* [YOUR TASK]: Write out the material again word for word, dropping any images it holds.

* [DATASET CONTENT]:

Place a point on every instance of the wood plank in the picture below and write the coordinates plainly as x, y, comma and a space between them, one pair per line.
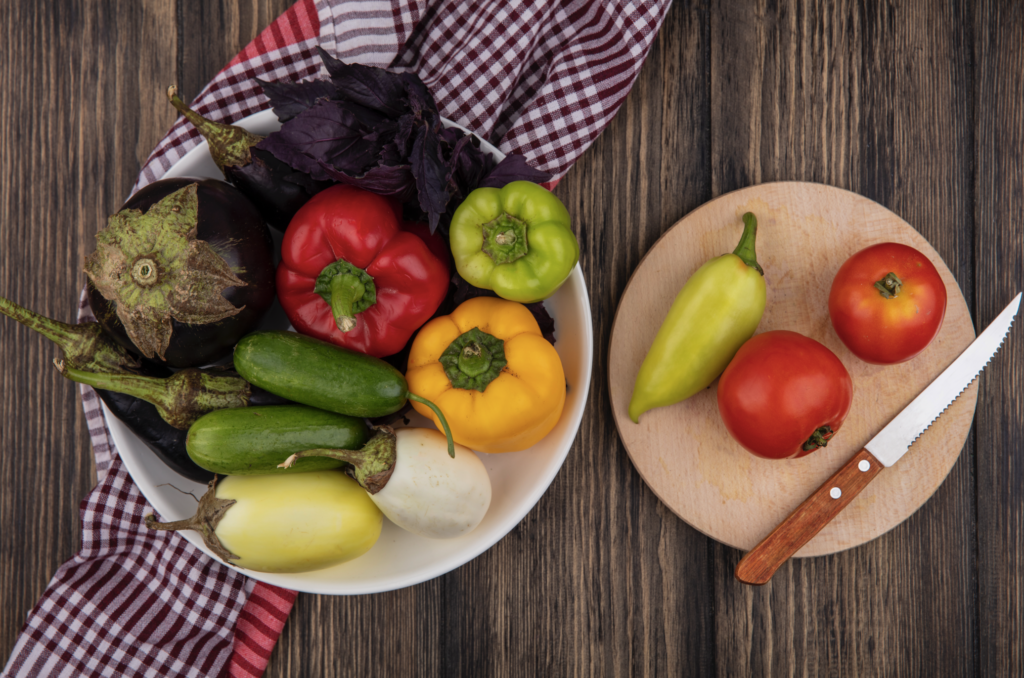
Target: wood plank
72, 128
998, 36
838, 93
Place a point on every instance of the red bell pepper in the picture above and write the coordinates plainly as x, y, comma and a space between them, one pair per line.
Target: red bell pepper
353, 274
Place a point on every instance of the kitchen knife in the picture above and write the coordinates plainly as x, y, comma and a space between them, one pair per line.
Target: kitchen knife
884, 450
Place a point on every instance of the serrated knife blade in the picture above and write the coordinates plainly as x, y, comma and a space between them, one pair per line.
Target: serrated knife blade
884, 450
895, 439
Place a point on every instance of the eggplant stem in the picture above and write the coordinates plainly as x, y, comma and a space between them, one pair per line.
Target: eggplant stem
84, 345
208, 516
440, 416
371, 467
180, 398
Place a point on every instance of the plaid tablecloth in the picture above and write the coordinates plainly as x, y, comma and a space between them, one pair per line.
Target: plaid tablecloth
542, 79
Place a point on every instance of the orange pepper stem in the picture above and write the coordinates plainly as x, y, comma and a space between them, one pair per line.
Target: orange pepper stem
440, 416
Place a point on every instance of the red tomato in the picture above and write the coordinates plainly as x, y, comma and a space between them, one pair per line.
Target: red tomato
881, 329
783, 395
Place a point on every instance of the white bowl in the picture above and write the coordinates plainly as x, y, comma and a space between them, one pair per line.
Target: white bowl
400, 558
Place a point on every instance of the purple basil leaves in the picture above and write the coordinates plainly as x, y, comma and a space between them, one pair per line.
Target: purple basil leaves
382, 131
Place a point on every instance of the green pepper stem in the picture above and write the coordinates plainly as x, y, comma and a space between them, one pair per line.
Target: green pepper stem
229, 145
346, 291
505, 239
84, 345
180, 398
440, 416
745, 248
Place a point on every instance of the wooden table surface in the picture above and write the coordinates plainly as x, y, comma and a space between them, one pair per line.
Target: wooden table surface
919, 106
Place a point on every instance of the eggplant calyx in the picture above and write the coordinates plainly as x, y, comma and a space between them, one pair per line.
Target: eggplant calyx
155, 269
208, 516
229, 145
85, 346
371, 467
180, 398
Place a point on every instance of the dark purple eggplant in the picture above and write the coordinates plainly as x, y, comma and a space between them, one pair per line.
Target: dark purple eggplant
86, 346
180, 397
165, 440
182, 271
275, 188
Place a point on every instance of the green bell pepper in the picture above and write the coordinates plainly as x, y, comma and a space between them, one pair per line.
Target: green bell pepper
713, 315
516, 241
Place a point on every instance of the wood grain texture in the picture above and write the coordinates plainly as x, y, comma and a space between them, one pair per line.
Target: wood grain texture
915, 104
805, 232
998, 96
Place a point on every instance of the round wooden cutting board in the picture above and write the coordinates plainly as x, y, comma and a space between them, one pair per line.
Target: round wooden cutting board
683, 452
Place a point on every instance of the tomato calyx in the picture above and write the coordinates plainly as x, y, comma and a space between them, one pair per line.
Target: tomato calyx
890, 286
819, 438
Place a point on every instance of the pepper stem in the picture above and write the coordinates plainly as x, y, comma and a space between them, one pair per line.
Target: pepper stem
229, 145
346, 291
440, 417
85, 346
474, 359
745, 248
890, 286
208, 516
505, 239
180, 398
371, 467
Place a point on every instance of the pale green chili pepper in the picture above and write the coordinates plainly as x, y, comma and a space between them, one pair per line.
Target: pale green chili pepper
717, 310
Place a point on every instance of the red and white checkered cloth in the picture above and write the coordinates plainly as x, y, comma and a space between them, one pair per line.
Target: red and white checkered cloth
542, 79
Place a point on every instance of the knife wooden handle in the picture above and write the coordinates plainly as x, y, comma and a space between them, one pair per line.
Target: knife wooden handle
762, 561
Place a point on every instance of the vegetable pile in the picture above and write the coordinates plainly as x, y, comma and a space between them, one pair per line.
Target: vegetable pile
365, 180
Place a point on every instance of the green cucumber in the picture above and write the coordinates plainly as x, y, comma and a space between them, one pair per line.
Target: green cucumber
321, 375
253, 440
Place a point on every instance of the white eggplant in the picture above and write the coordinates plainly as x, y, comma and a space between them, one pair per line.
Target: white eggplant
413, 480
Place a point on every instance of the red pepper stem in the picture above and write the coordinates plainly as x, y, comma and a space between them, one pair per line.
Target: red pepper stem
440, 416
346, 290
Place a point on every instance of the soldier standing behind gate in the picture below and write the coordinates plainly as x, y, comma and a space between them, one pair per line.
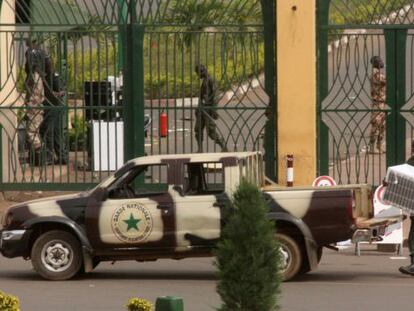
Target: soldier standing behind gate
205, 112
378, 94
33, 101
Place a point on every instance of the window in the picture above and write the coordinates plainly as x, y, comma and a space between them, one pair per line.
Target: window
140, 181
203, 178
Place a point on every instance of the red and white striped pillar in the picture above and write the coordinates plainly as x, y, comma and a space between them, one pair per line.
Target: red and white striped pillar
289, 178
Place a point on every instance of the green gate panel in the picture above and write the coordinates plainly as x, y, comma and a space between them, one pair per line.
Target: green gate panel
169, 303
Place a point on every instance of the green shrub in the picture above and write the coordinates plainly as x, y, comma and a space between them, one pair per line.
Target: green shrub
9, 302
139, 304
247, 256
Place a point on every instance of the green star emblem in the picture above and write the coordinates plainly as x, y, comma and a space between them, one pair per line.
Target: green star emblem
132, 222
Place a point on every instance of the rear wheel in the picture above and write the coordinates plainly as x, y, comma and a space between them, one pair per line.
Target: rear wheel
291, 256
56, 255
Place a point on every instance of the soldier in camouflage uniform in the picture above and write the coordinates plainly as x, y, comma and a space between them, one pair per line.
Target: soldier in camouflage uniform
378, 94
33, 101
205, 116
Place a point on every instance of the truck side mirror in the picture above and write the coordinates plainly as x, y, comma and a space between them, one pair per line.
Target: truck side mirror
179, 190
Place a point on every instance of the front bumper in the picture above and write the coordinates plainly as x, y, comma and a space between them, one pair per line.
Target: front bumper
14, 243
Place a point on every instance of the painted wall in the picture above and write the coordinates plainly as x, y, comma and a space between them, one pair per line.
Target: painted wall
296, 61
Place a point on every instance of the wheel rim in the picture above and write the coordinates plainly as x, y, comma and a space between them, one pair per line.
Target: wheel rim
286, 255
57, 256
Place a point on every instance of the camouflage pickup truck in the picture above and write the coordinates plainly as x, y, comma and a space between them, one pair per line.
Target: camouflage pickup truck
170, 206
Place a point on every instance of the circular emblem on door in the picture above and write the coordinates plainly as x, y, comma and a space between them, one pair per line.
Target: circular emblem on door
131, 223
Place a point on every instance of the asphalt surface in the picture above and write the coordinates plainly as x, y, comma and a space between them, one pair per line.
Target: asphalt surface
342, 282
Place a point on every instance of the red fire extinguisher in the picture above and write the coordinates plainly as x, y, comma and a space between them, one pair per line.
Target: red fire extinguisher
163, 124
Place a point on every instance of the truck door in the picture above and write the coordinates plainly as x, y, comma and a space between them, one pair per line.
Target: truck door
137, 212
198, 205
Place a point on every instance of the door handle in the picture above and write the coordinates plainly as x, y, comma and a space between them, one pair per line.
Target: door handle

* [COMPLETED TASK]:
Place a point on every instance of the wood plank in the picture below and write the coordinates plainly as x, y, comma and a space between them, one pair per line.
Target: wood plank
72, 128
998, 36
838, 93
Place a point on every instance of the red bell pepper in the picture above and write the coordinates plainly as x, y, comma and a space between them, one pair per line.
Target: red bell pepper
353, 274
Place a point on every instance of the kitchen knife in the picture above and write the coordinates plainly as x, y, comma and a space between them, one pair per line.
Target: kitchen knife
884, 450
Place a point on every instance of the serrated knife blade in the picture above and write the coordinates plainly as x, y, comma and a space between them, one pair per line.
Target: serrated knife blade
884, 450
895, 439
Place a point on every instance of the eggplant stem in the picture above and write the coordinates plainly as x, y, comma and a space between them, one pair per line.
Target: eggplant stem
84, 345
208, 516
440, 416
371, 467
180, 398
Place a point on every instance of the plaid tablecloth in the picture above and write the coordinates plainly as x, y, comma and a space between them, one pair per line.
Target: plaid tablecloth
542, 79
Place a point on every instance of the orange pepper stem in the picture above and write the coordinates plainly as x, y, comma and a space between them, one pair per line.
Target: orange pepper stem
440, 416
Place a point on every instance of the red tomato in the picture above and write the coordinates plainly as x, y, comma and a space between them, one pair per line.
Target: red tomato
881, 329
783, 395
Place a point on every instance of the white bowl in the picture above and write the coordinates plainly as x, y, comma and a space between them, one pair per line.
Target: white bowl
400, 558
Place a point on every instance of the purple basil leaves in the picture above and write the coordinates plainly as x, y, comma and a space between them, one pair per line.
Target: purple basil leaves
382, 131
Place a point on every instance of the green pepper stem in the picture above and write the coordinates plainly as x, y, comma and a space between them, one pair per line.
Target: green pepper stem
229, 145
346, 291
505, 239
84, 345
180, 398
440, 416
745, 248
Place a point on every instance of the wooden table surface in the picture above and write the coordinates plainly as x, y, comma and a space between them, one pair per line.
Target: wooden table surface
919, 106
Place a point on every instance of the eggplant calyx in the picture above and write the coordinates plainly as x, y, comma and a space between them, one pair per line.
Target: eggplant calyx
155, 269
208, 516
229, 145
85, 346
371, 467
180, 398
Place a point on every instance of the dark purple eggplant in the picture above and write the coordinates plainly as x, y, comma and a space between them, one pair per line.
Target: dark purple eggplant
86, 346
180, 397
165, 440
182, 271
275, 188
Place a point on every instance of the green bell pepper in the picture above and write the coordinates plainly as x, y, comma and a space between them, one pair per line.
Target: green bell pepper
713, 315
516, 241
Place a point on every instance of the wood grain texture in the picture above and write the coordinates plainly as x, y, comma and a space between them, one pair per line.
Target: wood grain texture
915, 104
805, 232
998, 96
Place a point on every instance of the round wooden cutting board in the picture above and write the coordinates plainly as x, y, comma and a space between them, one pair per line.
Target: round wooden cutting board
683, 452
Place a point on every instance of the tomato calyx in the picture above and write the coordinates plainly as x, y, comma and a space between them, one pair per line.
Target: tomato calyx
890, 286
819, 438
Place a point on every instance of the pepper stem in the picture above and write the coordinates plainly as x, y, comma and a space between them, one pair per line.
Target: pepper stem
229, 145
346, 291
440, 417
85, 346
474, 359
745, 248
890, 286
208, 516
505, 239
180, 398
371, 467
Place a point on every instance of the pale green chili pepper in the picture above and write the coordinates plainly as x, y, comma and a space between them, one pair per line.
Target: pale green chili pepper
717, 310
Place a point on every instance of the red and white checkered cloth in the picture above and write the coordinates plainly as x, y, comma and a space between them, one pair per line.
Target: red and white checkered cloth
542, 79
Place a point on every instance of the knife wooden handle in the picture above and write the coordinates plainly as x, y, comma and a space between them, one pair per line.
Target: knife wooden handle
762, 561
Place a point on every instance of the vegetable pile in the picture above and write the coordinates plainly as x, y, comma and a space between them, one pair per line.
Target: vegetable pile
365, 180
Place a point on every instance of the green cucumber in the picture above and write the coordinates plainly as x, y, comma and a space between them, one pair per line.
Target: green cucumber
321, 375
253, 440
Place a point on every instance of the white eggplant in the picture above and write the coordinates plainly as x, y, comma and a space between them, one pair per line.
Target: white eggplant
413, 480
Place a point on every instance of the red pepper stem in the picture above and write the coordinates plainly as x, y, comma and a space between them, one pair per line.
Target: red pepper stem
440, 416
346, 290
Place a point on every instance of the soldier standing behind gate in the picture below and write the coordinates plainly as x, y, comma and a space between them, one pair per line.
Target: soldier standing behind gate
205, 112
378, 94
33, 101
Place a point on every instance of the window in the picture above and write the coordinates plainly as x, y, comma and a space between them, one pair per line.
Target: window
140, 181
203, 178
Place a point on every instance of the red and white striped pillar in the picture above and write the coordinates plainly as x, y, comma and a space between them, one pair per line.
Target: red and white striped pillar
289, 178
Place a point on every instance of the green gate panel in the picture above and write the coordinates plainly as x, y, comma and a space between them, one pair per line.
Target: green gate panel
169, 303
Place a point on every instance of the green shrub in the picture above and write the coordinates plainly as x, y, comma and a space between them, one pair per line.
Target: green shrub
9, 302
139, 304
247, 256
Place a point on every instance of the green star emblem in the picture above and write the coordinates plainly as x, y, comma and a space between them, one pair per line.
Target: green star emblem
132, 222
Place a point on every instance of the rear wheel in the picture above and write the coordinates plainly as x, y, comma and a space between them, one pair per line.
Target: rear wheel
291, 256
56, 255
Place a point on every instance of the soldier in camouflage uniform in the picture above and write the coordinates plainly as x, y, comma and a space between them, one pair per line.
Target: soldier in camouflage uniform
378, 94
33, 101
205, 116
Place a point on every instance of the truck side mirror in the picture above and write the coordinates plainly as x, y, comma and a space between them, one pair per line.
Target: truck side mirror
179, 190
Place a point on every instance of the front bumper in the picture above and write the coordinates plainly as x, y, comma and a space between them, one pair per line.
Target: front bumper
14, 243
Place a point on every instance of the painted wall in the picture above and write the coordinates plainly as x, y, comma and a space between them, one pair per line.
Target: painted wall
296, 61
Place a point on every instance of the wheel rim in the picture above and write the coordinates plainly as x, y, comma and a space between them, one pair per line.
Target: wheel rim
286, 255
57, 256
Place a point on every instance of the camouflage pickup truck in the picture above and write the coordinates plainly as x, y, comma and a space between them, one pair per line.
Target: camouflage pickup truck
170, 206
Place a point on every instance of the circular emblem on door in the picture above and write the coordinates plainly as x, y, comma and a space between them, one pair per line.
Target: circular emblem on door
131, 223
Place a point on every instance of the asphalt surface in the picture above and write the coordinates plainly as x, y, comma and a space between them, one pair per line.
Target: asphalt surface
342, 282
Place a point on every instance of the red fire extinguisher in the picture above and write the coordinates plainly as x, y, comma and a space between them, one pair per line.
Target: red fire extinguisher
163, 124
Place a point on every instance of the truck door in the picture above and write the coordinates plainly as x, y, comma and a space between them, one pair per line.
Target: truck door
137, 212
198, 205
Place a point on every instance of the door handle in the picture above and write the coordinates plainly as x, y, comma and a space between them, one pair per line.
Target: door handle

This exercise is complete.